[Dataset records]

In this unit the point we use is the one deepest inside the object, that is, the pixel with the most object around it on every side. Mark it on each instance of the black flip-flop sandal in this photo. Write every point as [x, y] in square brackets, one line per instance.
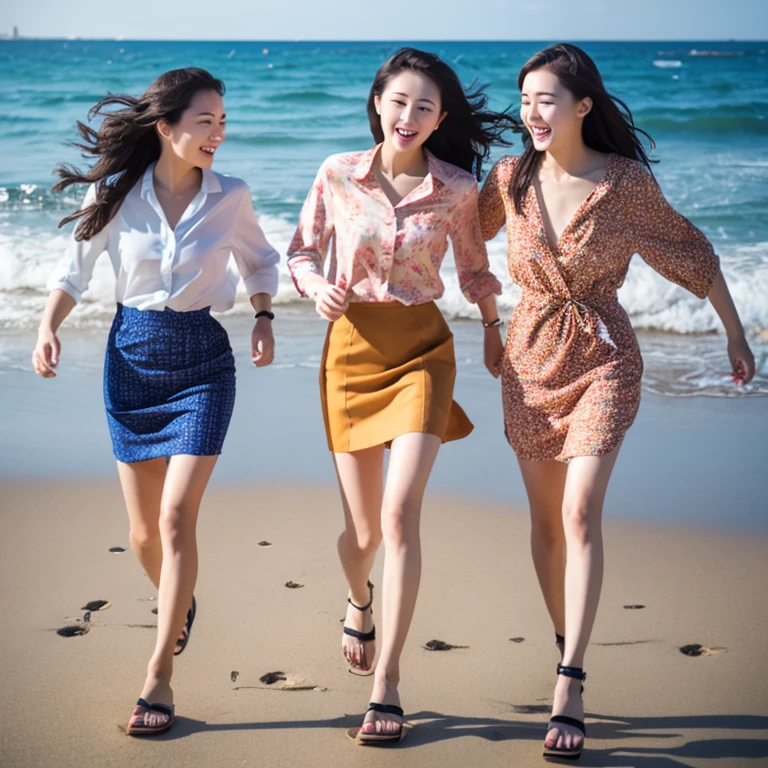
[364, 637]
[181, 643]
[383, 738]
[151, 730]
[566, 753]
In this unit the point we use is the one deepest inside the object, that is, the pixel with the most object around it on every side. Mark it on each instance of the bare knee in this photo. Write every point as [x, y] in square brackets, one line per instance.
[177, 524]
[580, 523]
[364, 542]
[547, 528]
[400, 525]
[144, 537]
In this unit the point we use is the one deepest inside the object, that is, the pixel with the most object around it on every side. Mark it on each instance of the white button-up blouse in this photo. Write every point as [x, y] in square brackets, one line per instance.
[185, 268]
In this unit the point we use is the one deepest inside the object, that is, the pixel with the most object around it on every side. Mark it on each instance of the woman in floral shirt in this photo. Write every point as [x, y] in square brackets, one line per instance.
[381, 219]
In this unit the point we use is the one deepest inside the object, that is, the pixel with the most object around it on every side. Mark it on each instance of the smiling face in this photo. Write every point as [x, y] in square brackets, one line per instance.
[410, 110]
[550, 112]
[199, 132]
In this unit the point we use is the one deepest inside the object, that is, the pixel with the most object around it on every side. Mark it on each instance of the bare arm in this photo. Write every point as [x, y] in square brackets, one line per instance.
[45, 356]
[742, 360]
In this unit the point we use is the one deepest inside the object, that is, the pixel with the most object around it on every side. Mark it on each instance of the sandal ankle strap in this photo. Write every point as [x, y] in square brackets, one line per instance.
[577, 673]
[370, 602]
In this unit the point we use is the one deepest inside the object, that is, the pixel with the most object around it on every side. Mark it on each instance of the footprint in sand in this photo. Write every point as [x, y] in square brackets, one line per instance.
[700, 650]
[531, 709]
[97, 605]
[288, 683]
[81, 627]
[439, 645]
[272, 677]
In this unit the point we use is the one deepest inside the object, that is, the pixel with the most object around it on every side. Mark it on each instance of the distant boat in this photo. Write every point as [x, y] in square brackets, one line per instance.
[694, 52]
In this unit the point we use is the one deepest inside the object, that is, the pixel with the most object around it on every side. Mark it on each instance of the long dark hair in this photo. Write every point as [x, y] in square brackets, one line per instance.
[469, 129]
[607, 127]
[126, 142]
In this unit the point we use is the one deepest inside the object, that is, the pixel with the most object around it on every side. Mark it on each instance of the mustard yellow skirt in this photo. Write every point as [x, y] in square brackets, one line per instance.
[387, 370]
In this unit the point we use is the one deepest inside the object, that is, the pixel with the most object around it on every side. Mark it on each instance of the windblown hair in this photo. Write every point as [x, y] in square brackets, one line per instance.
[469, 129]
[126, 142]
[608, 126]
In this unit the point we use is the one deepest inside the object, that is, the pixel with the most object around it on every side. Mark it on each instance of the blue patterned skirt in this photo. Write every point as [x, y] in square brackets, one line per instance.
[169, 384]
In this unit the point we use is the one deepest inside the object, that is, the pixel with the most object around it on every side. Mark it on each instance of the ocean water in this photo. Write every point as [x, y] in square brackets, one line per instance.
[291, 104]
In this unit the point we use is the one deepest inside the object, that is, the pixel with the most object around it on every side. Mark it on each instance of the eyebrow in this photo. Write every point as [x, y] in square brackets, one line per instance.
[400, 93]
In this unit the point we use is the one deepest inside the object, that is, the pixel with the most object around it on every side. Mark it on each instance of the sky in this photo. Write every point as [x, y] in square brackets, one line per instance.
[392, 20]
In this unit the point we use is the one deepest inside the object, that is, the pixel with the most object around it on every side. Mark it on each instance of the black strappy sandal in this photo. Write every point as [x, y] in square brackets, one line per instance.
[383, 738]
[565, 753]
[181, 643]
[144, 708]
[560, 641]
[364, 637]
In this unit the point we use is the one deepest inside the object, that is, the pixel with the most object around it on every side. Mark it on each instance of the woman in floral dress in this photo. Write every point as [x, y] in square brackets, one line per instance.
[577, 204]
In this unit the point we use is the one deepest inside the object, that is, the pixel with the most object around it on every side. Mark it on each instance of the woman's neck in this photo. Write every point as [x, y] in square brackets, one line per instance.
[571, 160]
[175, 176]
[411, 163]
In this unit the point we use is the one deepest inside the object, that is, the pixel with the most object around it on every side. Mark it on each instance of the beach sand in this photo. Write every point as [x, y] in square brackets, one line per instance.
[66, 701]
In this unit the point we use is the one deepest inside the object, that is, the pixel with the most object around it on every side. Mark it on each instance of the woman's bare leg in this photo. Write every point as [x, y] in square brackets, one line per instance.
[360, 482]
[585, 488]
[412, 458]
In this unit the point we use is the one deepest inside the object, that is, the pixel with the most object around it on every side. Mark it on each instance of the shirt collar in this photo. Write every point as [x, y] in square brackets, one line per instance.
[210, 184]
[364, 170]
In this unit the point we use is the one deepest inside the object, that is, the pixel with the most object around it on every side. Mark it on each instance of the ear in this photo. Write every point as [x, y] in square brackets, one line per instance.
[585, 107]
[163, 129]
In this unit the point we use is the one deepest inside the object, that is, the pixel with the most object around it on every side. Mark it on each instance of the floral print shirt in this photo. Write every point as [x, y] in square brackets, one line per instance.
[380, 252]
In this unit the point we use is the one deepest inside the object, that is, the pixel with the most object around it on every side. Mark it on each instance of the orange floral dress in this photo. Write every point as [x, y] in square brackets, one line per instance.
[572, 369]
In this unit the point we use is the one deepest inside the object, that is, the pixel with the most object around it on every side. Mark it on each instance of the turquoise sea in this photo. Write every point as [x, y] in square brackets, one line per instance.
[291, 104]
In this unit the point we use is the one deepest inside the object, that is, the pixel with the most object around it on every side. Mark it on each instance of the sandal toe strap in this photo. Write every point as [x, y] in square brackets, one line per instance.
[161, 709]
[386, 709]
[572, 721]
[364, 636]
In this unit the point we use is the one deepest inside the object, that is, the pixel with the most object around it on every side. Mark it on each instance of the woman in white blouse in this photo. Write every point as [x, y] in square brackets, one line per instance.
[169, 225]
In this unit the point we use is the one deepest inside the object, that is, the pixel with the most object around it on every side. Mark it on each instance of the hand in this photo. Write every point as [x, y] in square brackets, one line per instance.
[330, 302]
[493, 351]
[45, 356]
[262, 343]
[742, 360]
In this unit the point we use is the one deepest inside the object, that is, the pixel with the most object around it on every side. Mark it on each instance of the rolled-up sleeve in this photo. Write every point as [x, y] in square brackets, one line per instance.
[73, 272]
[475, 278]
[491, 204]
[309, 246]
[256, 259]
[666, 240]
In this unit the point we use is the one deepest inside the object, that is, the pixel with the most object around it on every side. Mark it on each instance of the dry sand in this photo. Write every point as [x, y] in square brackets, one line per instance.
[65, 701]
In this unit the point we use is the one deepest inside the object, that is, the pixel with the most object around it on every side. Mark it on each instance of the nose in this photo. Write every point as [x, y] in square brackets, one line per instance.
[409, 114]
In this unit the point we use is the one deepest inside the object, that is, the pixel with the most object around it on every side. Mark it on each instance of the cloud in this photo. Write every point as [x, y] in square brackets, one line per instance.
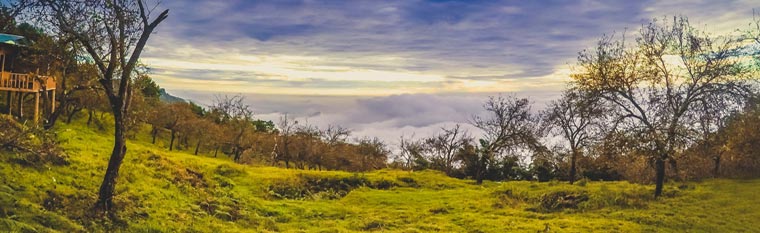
[386, 68]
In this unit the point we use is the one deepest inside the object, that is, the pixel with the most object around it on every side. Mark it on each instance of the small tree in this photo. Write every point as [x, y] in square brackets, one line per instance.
[442, 148]
[573, 117]
[507, 128]
[654, 85]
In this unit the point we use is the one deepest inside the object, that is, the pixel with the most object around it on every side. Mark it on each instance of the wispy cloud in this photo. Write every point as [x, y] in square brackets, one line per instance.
[397, 65]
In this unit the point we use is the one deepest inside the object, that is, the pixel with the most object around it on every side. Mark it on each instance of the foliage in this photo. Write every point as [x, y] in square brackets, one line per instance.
[180, 192]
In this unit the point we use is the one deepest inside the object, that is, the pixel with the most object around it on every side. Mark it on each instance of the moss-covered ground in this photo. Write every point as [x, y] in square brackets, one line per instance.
[162, 191]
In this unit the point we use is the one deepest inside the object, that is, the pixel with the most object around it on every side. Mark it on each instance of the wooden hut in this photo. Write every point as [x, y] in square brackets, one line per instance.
[19, 86]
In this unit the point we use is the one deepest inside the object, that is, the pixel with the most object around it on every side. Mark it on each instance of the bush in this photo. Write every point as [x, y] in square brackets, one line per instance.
[34, 146]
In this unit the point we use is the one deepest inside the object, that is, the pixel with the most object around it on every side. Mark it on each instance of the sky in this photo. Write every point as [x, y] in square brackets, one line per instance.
[393, 68]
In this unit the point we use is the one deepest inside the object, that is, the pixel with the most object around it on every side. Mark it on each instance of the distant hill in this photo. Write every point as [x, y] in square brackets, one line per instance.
[168, 98]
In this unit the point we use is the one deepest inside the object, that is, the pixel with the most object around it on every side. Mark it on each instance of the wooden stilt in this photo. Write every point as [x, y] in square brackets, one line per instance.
[20, 106]
[9, 102]
[36, 108]
[52, 103]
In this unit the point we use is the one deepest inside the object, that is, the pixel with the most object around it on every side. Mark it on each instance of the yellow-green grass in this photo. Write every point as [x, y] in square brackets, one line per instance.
[162, 191]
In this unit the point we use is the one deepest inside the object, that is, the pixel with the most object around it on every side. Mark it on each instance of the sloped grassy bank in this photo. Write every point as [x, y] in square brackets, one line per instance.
[161, 191]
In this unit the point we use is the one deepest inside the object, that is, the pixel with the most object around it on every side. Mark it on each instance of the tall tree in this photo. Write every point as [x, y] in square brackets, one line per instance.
[443, 147]
[112, 34]
[573, 117]
[653, 85]
[507, 128]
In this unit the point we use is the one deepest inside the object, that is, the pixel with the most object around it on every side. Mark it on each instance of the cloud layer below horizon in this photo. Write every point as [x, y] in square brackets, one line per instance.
[386, 59]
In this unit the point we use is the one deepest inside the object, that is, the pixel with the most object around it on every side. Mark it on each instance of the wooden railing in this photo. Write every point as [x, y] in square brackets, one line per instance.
[25, 82]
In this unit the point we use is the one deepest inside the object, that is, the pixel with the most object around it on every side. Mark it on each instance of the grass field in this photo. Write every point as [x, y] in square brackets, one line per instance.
[161, 191]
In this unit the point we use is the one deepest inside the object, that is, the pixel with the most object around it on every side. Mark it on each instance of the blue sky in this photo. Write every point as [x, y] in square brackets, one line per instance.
[353, 62]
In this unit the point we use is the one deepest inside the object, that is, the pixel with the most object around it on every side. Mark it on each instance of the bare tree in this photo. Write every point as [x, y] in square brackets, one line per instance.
[508, 127]
[573, 117]
[653, 85]
[287, 127]
[442, 148]
[236, 117]
[112, 34]
[410, 153]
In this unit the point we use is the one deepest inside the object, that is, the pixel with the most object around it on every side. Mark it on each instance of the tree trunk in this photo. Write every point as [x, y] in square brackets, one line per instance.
[153, 133]
[197, 146]
[171, 143]
[674, 166]
[20, 106]
[659, 166]
[716, 169]
[89, 117]
[105, 196]
[573, 157]
[479, 173]
[8, 99]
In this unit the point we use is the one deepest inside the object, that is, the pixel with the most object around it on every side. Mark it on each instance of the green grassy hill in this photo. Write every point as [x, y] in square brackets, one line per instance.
[161, 191]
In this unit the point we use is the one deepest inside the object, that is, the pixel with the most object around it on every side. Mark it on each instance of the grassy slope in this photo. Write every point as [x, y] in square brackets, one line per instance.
[176, 191]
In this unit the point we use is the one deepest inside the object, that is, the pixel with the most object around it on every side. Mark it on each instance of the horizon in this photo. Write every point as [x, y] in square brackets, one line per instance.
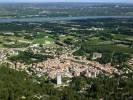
[66, 1]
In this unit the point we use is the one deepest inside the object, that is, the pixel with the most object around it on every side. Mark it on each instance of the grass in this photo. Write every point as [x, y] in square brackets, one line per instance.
[44, 40]
[121, 37]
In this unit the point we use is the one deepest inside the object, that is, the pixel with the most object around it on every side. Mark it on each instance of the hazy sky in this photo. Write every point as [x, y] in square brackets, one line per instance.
[123, 1]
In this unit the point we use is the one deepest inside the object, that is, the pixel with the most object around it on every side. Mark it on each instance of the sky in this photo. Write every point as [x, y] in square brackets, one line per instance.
[114, 1]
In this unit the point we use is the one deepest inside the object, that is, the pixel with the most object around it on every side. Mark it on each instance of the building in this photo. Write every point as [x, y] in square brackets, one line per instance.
[96, 56]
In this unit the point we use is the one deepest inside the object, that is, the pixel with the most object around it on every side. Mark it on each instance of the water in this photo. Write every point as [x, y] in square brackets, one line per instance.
[43, 19]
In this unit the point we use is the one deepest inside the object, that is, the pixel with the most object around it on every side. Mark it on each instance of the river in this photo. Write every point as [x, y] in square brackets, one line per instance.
[43, 19]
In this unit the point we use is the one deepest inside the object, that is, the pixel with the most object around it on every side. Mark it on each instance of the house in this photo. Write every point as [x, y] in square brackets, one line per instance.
[96, 55]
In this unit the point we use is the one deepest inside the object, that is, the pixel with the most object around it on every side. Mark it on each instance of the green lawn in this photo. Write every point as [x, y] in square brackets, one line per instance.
[45, 40]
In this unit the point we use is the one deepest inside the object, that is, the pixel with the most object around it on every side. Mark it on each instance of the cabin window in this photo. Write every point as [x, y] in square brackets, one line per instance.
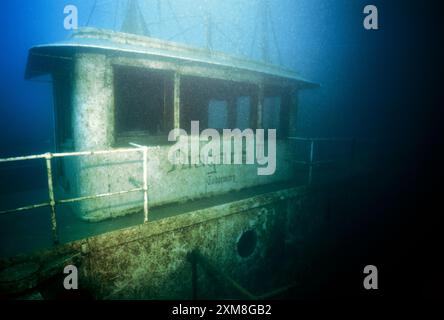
[143, 102]
[275, 110]
[216, 104]
[271, 112]
[63, 111]
[243, 112]
[218, 114]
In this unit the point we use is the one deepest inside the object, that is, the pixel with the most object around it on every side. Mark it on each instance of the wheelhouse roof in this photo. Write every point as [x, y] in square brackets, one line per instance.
[48, 58]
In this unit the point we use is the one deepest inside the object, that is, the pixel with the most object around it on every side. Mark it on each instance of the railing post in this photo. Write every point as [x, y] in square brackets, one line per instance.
[310, 163]
[145, 184]
[52, 204]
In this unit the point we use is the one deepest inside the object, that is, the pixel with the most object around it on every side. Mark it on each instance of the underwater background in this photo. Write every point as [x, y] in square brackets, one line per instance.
[379, 85]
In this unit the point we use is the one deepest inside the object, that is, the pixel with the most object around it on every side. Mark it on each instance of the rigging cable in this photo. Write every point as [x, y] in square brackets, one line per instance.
[91, 13]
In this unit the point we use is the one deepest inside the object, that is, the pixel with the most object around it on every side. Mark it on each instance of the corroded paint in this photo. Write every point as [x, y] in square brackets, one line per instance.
[150, 261]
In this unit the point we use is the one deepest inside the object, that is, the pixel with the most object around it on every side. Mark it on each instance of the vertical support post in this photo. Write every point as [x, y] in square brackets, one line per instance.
[55, 237]
[260, 104]
[209, 31]
[310, 164]
[176, 100]
[145, 184]
[193, 259]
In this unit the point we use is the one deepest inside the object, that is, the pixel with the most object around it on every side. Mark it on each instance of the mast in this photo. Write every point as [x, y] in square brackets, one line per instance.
[134, 21]
[263, 18]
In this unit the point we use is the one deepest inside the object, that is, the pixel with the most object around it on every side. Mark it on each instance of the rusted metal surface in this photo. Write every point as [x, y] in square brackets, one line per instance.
[149, 260]
[52, 202]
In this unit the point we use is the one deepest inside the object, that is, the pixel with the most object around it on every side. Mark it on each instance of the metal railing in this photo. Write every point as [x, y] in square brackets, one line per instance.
[52, 203]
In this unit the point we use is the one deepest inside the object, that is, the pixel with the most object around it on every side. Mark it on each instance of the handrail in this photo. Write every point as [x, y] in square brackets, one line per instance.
[52, 203]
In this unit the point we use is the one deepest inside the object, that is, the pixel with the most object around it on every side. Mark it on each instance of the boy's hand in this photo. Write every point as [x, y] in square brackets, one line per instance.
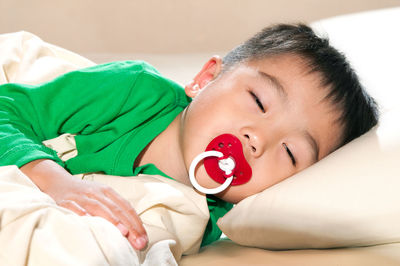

# Task statement:
Starting from the line containing "of the mast", repeat each line exactly through the end of the entries, including the last, while leaving pictures out.

# Exercise result:
In this unit the point we use is the one deepest inside the object, that is, the pixel with the most object around it on every side. Mark it on each instance of the mast in this photo. Write every point as [x, y] in square brackets, one line per instance.
[134, 21]
[263, 18]
In this unit the point we use is the one deepest inside the object, that is, the pixel with the most object around it on every side. Mark it on each instance of the rusted metal surface in this photo. Write every point as [x, y] in square brackets, one line per instance.
[149, 260]
[52, 202]
In this unit the point we use is the one deepest inside the object, that is, the pixel with the most object around it on every side. Mark it on each instance of the metal railing in this photo. Write every point as [x, y] in square brackets, one line per instance.
[52, 203]
In this unit the point we use is the one deepest inside the object, that is, the pixel with the most object around it on every side. Mark it on each instance of the handrail in this photo. Write every point as [x, y] in square brackets, one line per instance.
[52, 203]
In this unit the point we use is the one deepest inside the object, that is, the pixel with the most object around it on every side. Mark it on each instance of the boy's hand in this photo. Write every point as [x, y] in square brackets, one line per instance.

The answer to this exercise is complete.